What to do: Rewrite the listing between the line holding "Point to the pool water" and the line holding "[(278, 142)]", inclusive, replacing "palm tree" with "coconut palm" and leaving everything else unchanged.

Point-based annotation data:

++++++

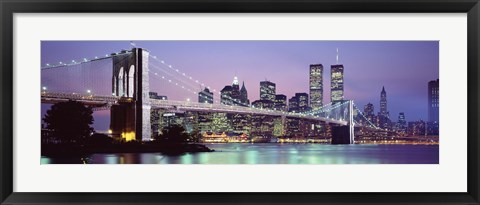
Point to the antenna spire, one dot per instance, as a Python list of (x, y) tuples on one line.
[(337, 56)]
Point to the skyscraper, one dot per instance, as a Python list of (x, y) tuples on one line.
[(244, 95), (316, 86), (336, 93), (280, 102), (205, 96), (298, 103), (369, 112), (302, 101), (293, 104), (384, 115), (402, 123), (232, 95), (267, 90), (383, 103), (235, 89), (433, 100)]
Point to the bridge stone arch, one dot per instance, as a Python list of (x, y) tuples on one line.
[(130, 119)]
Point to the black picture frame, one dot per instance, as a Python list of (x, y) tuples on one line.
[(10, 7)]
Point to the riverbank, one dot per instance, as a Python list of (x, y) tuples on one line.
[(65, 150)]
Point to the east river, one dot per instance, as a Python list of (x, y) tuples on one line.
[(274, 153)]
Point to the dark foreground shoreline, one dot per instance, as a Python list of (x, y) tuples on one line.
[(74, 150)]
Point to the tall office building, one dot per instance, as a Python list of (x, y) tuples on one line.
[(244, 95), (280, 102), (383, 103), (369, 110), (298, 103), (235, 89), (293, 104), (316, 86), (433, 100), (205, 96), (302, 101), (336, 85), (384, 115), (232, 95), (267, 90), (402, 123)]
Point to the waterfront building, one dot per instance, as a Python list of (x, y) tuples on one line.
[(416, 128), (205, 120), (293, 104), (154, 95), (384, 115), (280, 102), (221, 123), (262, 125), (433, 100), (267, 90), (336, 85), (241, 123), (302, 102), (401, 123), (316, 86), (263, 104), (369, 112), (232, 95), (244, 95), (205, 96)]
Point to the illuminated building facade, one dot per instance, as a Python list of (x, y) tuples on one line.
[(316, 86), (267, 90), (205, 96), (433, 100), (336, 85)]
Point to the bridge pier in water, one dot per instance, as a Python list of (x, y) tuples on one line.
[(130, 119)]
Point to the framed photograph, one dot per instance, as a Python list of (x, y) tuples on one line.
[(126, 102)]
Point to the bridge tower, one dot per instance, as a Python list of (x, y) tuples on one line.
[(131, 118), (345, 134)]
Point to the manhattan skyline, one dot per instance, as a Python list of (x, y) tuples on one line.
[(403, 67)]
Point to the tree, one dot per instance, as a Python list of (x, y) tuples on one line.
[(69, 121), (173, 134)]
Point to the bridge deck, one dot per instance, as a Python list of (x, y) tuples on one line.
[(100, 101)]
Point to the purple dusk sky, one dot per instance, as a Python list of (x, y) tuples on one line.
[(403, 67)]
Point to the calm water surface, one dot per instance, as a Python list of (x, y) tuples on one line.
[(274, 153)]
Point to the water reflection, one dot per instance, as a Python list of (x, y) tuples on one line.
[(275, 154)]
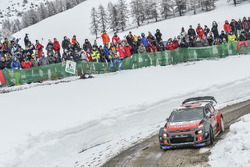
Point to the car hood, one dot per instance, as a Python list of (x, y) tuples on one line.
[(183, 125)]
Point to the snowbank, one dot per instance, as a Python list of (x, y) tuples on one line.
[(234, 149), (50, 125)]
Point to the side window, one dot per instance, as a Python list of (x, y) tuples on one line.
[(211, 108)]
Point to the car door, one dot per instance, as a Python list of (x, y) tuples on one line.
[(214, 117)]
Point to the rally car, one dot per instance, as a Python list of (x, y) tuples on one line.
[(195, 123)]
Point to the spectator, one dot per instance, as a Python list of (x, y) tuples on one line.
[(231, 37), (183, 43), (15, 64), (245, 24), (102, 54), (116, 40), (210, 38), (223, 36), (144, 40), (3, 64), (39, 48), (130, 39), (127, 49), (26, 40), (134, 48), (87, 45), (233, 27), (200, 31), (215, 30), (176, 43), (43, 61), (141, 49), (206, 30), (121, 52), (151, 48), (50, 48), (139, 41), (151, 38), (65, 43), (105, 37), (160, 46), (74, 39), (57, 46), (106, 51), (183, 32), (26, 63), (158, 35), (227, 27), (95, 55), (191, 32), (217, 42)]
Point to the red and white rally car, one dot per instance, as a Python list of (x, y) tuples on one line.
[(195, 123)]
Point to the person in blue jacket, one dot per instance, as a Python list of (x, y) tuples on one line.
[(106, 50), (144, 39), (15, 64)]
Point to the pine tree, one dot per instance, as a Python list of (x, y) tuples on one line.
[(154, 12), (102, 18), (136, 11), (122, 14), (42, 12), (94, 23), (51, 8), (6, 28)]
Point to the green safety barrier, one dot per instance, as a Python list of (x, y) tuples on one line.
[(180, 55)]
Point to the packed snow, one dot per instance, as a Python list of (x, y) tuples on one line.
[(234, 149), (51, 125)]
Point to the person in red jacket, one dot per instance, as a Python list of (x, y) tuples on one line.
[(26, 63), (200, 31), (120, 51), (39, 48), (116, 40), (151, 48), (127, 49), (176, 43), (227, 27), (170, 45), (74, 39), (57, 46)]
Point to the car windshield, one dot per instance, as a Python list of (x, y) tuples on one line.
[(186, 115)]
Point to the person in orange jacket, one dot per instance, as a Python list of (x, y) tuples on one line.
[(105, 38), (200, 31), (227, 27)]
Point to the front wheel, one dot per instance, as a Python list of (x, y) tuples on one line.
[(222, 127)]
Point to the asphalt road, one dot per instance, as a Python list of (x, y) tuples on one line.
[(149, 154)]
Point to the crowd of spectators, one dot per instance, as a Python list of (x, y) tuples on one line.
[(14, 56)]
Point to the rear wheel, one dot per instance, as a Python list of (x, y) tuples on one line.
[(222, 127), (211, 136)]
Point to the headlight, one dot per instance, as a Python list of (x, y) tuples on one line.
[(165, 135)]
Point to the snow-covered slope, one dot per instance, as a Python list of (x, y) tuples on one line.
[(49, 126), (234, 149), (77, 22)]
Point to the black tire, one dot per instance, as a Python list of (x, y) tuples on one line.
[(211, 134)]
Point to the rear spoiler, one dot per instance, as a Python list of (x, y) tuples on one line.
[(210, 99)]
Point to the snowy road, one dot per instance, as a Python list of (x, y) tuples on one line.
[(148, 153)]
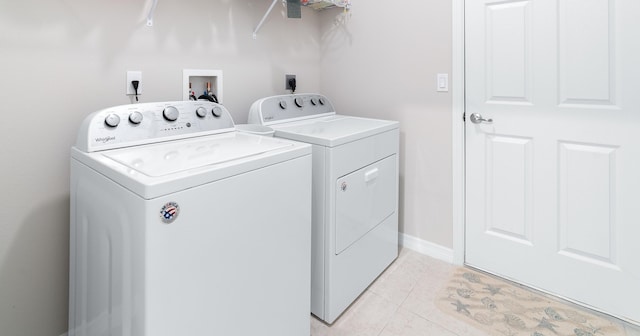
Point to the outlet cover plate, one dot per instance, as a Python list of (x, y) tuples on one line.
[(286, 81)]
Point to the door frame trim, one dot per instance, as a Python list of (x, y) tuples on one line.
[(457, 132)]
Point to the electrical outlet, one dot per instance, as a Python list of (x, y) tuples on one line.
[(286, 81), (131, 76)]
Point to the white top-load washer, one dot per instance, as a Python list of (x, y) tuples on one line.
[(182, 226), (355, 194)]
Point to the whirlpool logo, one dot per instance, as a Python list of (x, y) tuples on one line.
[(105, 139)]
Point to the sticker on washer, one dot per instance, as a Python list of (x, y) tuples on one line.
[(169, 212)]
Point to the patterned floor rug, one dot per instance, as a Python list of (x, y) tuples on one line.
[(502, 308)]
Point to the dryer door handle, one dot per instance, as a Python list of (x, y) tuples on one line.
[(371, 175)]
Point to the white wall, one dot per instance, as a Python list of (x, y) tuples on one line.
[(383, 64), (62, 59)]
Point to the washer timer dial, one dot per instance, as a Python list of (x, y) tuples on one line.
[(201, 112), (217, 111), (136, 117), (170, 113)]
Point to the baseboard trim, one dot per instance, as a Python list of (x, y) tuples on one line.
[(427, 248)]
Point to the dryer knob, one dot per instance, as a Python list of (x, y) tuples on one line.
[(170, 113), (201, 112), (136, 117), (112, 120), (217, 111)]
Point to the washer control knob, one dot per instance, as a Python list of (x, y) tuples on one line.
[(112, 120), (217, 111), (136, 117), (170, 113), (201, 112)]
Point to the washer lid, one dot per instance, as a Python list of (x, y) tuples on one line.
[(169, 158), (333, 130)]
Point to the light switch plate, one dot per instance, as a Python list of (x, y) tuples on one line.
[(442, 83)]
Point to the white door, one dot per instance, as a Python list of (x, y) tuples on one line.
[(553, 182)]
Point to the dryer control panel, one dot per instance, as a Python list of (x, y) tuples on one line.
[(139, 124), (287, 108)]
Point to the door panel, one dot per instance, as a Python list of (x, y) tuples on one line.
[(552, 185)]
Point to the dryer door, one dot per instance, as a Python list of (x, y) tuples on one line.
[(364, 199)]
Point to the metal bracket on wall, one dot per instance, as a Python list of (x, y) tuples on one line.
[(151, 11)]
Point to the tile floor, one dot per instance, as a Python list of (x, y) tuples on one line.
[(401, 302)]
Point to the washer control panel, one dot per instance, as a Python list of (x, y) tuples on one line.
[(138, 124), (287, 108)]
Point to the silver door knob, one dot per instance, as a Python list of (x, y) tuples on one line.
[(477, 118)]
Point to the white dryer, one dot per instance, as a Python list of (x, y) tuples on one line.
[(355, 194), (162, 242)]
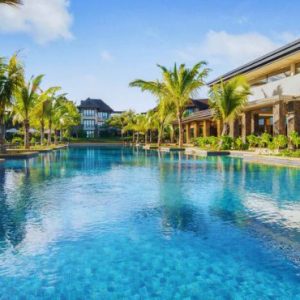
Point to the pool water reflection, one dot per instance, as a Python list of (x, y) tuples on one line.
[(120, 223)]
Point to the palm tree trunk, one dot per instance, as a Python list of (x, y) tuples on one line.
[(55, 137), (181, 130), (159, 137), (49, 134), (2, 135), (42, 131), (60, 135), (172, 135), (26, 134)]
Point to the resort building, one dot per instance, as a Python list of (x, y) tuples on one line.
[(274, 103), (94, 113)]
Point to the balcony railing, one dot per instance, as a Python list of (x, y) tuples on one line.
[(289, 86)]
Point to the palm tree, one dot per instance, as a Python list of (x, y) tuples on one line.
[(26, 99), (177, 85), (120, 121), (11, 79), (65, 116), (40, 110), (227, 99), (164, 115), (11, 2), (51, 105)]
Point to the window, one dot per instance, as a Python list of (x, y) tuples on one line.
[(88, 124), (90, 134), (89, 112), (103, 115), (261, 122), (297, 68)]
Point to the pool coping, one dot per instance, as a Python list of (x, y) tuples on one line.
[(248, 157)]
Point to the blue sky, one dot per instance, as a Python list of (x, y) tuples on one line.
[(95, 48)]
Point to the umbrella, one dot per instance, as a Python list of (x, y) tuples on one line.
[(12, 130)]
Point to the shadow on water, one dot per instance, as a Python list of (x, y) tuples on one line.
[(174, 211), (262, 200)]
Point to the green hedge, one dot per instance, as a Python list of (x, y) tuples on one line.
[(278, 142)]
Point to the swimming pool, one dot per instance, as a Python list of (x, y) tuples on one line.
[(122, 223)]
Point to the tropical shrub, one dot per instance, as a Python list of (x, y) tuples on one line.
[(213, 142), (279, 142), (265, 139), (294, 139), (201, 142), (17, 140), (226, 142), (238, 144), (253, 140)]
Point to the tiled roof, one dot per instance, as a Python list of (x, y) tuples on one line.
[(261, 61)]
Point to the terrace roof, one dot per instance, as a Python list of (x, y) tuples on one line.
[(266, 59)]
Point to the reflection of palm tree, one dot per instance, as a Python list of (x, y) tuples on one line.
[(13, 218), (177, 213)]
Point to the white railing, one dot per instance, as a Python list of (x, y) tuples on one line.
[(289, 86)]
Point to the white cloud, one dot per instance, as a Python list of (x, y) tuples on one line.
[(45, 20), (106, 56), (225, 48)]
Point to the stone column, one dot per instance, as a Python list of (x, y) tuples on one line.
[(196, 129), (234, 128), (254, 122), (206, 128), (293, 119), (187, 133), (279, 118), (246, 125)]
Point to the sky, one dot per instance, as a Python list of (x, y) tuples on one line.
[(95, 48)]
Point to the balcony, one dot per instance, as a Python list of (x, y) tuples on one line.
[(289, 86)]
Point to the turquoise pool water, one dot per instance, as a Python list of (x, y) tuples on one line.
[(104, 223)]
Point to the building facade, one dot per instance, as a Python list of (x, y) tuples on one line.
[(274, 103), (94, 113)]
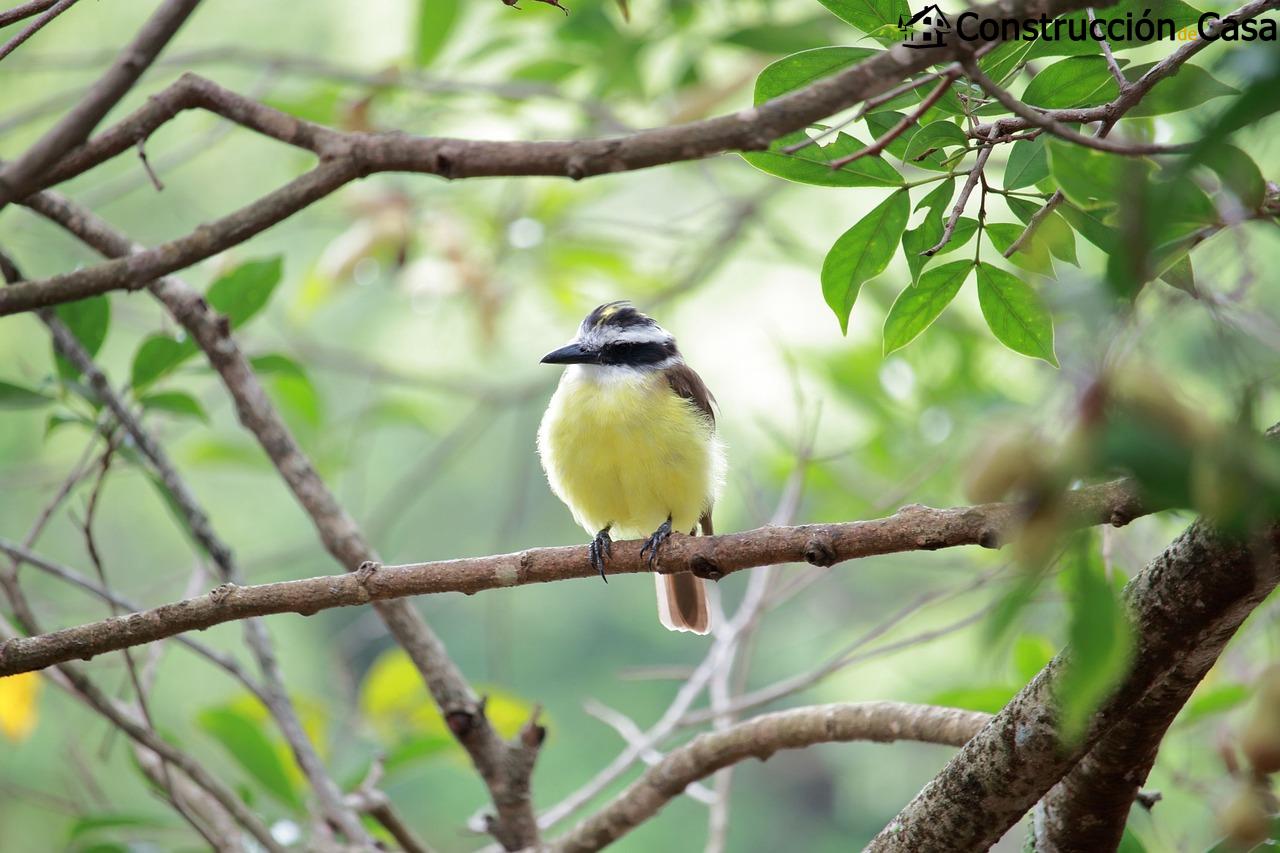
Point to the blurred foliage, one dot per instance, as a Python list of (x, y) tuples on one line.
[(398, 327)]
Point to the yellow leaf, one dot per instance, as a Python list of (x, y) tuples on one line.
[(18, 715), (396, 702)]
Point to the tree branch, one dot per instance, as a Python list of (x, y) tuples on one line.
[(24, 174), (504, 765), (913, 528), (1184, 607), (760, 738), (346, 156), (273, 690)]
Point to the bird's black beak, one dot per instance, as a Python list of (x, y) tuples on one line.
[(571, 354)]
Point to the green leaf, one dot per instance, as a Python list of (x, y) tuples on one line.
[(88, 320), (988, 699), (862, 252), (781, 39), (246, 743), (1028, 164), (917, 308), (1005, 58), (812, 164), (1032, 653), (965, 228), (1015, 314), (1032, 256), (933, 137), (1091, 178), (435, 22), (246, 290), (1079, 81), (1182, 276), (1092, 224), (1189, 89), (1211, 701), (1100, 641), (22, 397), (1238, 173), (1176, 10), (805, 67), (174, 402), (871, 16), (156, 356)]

++++++

Result below:
Point to the pool water reflection, one dot per instance, as a Python list of (x, y) tuples on one line.
[(120, 223)]
Point to the coconut palm trunk, one dot per instance, as a Python list of (x, y) tuples on one line.
[(55, 137), (181, 130), (159, 137), (49, 134), (2, 135), (42, 131), (60, 135), (172, 135), (26, 134)]
Point to the resort building, one dot per instance, as a Python list of (x, y) tuples on one line.
[(274, 103), (94, 113)]
Point to the balcony railing, one dot per instance, as a Python list of (x, y) tuples on one line.
[(289, 86)]
Point to the coconut palm, one dot per instance, as a Python list of (x, y) tuples on one line.
[(26, 99), (177, 85), (120, 121), (11, 79), (65, 116), (40, 110), (227, 99), (164, 115), (11, 2), (51, 105)]
Point to the window, one dot per instance, as a Python list of (x, y) tuples on one line.
[(88, 124), (90, 134), (89, 112), (103, 115), (261, 122), (297, 68)]
Point to the pool coping, one dot per instance, as a Python list of (x, y) tuples on one line.
[(248, 157)]
Point to the blue sky, one dot per instance, as a Python list of (x, y) tuples on one line.
[(95, 48)]
Point to the umbrella, one dot per instance, as a Python list of (x, y) tuples on one line.
[(12, 130)]
Point to the shadow on water, one dot per instance, as a Python list of (x, y) tuples on one line.
[(174, 211), (262, 200)]
Point to the green hedge, one dot per instance, as a Python list of (x, y) tuples on one line.
[(278, 142)]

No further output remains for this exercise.